[页面摘录]

此外,可用的人工智能还应当是公平的。完全遵循理性的机器应该是公正的,没有人类的情绪化、偏见等弱点。但机器的公正并不是想当然存在的。最近发生的事件,如微软开发的聊天机器人使用粗俗语言等,表明当给人工智能“喂养”了不准确、过时、不完整或有偏见的数据时,机器也会犯和人类一样错误。对此,必须强调“经由设计的伦理”(ethics by design)理念,也就是在人工智能的开发过程中就要仔细识别、解决和消除偏见。可喜的是,政府部门和互联网行业组织等已经在制定解决算法偏见和歧视的指导方针和原则。像谷歌和微软这样的大型科技公司也已经建立了自己的内部伦理委员会来指导其人工智能研究。

其次是可靠(reliable)。人工智能的应用如机器人等已进入普通家庭,我们需要这些人工智能是安全的、可靠的,能够抵御网络攻击和其他事故。以自动驾驶汽车为例,腾讯目前正在开发3级自动驾驶系统,并已获得在深圳市进行道路测试的许可。而在获得道路测试许可前,我们的自动驾驶汽车已在封闭场地进行了累计超过一千公里的测试。但由于相关的认证标准和法律规定仍有待确定,目前道路上还没有投入商用的真正的自动驾驶汽车。

此外,人工智能的可靠性还应当确保数字安全、物理安全和政治安全,尤其是对用户隐私的保护。由于人工智能研发需要收集个人数据以训练其人工智能系统,研发者在这一过程中应当遵守隐私要求,通过一定的设计保护用户的隐私,并防止数据滥用。

再次是可知(comprehensible)。深度学习等人工智能方法的流行,使得底层的技术细节越发隐秘,可谓隐藏在一个“黑盒”当中。深度神经网络的输入和输出之间还有很多隐藏层,这使得研发人员都可能难以理解其系统。因此,当人工智能算法导致车祸时,调查其技术原因可能需要花费数年时间。

幸运的是,AI行业已经开始对可理解的AI模型进行研究。算法透明是实现可理解人工智能的一种方式。虽然用户可能不大关心产品背后的算法,但监管机构需要深入了解技术细节以便进行监督。无论如何,就AI系统直接作出或辅助做出的决策,向用户提供易于理解的信息和解释,都是值得鼓励的。

为了建立可知的人工智能,应该保证和鼓励公众参与和个人权利的行使。人工智能开发不应只是企业的秘密行为。作为最终用户的公众可以提供有价值的反馈,有权质疑可能造成伤害或难堪的机器决策,这将有助于开发更高质量的人工智能。

此外,可知的人工智能要求企业提供必要的信息,也即科技公司应当向其用户提供有关AI系统的目的、功能、限制和影响的足够信息。

最后但同样重要的原则——可控(controllable)——以确保人类始终处于主导地位。从数千年前的文明曙光乍现,到今时今日的技术腾飞,人类始终控制着自己的造物。AI或是任何其他技术都不应当成为例外。只有确保机器的可控性,人类才能在机器出差错、损害人类利益时,及时阻止事态恶化。只有严格遵循可控原则,我们才能避免霍金和马斯克等名人所描绘的科幻式的噩梦。

每一次创新都会带来风险。但是,我们不应该让这些担忧和恐惧阻止我们通过新技术迈向更好的未来。我们应该做的是确保AI的好处远远超过潜在的风险,制定并采取适当的预防措施,以防范潜在的风险。

就目前而言,人们还不信任人工智能。我们经常能看到批评自动驾驶汽车不安全、过滤系统不公平、推荐算法限制选择、定价机器人导致更高价格的声音。这种根深蒂固的怀疑来源于信息的匮乏,我们大多数人要么不关心,要么没有足够的知识来理解人工智能。对此我们应该如何行动?

我的提议是,以伦理原则为起点,建立一套规则体系,以帮助人工智能开发人员及其产品赢得公众的信任。

规则体系的最左端,是软法性质的规则,包括非强制性的社会习惯、伦理标准和自我行为规范等,以及我所说的伦理原则。国际上,谷歌、微软和其他一些大公司都已经提出了它们的AI原则,且阿西洛马人工智能原则和IEEE的AI伦理项目都得到了很高评价。

随着规则体系的坐标右移,我们有强制性的规则,例如标准和法律规范。我们今年发布了一份关于自动驾驶汽车的政策研究报告,发现目前许多国家正在研究制定鼓励和规范自动驾驶汽车的法律规则。可以预见未来各国也将制定关于人工智能的新法律。

[所给记录]

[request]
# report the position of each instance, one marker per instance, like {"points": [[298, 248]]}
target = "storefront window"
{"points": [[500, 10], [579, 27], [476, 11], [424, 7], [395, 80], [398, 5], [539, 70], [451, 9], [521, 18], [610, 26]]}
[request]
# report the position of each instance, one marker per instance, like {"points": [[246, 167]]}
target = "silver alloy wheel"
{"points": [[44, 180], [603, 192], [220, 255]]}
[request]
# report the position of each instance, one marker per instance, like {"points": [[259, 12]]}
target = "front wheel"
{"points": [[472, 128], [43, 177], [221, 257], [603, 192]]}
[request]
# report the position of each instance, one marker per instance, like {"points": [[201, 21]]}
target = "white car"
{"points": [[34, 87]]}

[任务项 1]
根据关于人工智能伦理原则的页面摘录,腾讯的自动驾驶汽车在获得道路测试许可前,在封闭场地累计测试了多少公里?
[任务项 2]
请从关于人工智能伦理原则的页面摘录最后一句之后接着写下去。

[最终答案 1]
累计超过一千公里。

[最终答案 2]
随着规则体系的坐标继续右移,我们可以通过刑法惩罚恶意使用人工智能的行为。而在规则体系的最右端,则是具有最大约束范围的国际法。一些国际学者正在积极推动联合国提出关于禁止使用致命自动化武器的公约,就像禁止或限制使用某些常规武器的公约一样。

其实无论是核技术还是人工智能,技术本身是中性的,既非善也非恶。赋予技术价值并使它们变得美好是我们人类的责任。

我的发言到此为止,感谢聆听!

—— 以下为英文版 ——

Towards an Ethical Framework for Artificial Intelligence

Jason Si

Thank you, Professor Vogl, for the warm introduction. Thank you, Angel, for this interesting piece about lethal autonomous weapons.

It is good to know someone had carefully considered the possibility of man-made machines to go against their creators. For sure, Isaac Asimov's "Three Laws of Robotics" could no longer apply here. We need something serious and more specific to guard our limitless ambitions, and to guard humanity.

I would like to share some of my thoughts about the recent development of Artificial Intelligence from an ethicology perspective. That is, “Towards an Ethical Framework for Artificial Intelligence”.

The recent hype of AI was largely built upon the tremendous amount of data we piled up through internet. The internet connects more than half of the world population nowadays. And there are 800 million netizens living in China’s cyberspace alone.

Along with the convenience and efficiency brought by internet, comes risks. This is especially true in an age where a good deal of our daily life is driven by big data and artificial intelligence. Algorithms have been widely used to determine what we read, where we go and how we get there, what music we listen to, and what we buy at what price. Self-driving cars, automatic cancer diagnosis, and machine writing have never been so close to large scale commercial application.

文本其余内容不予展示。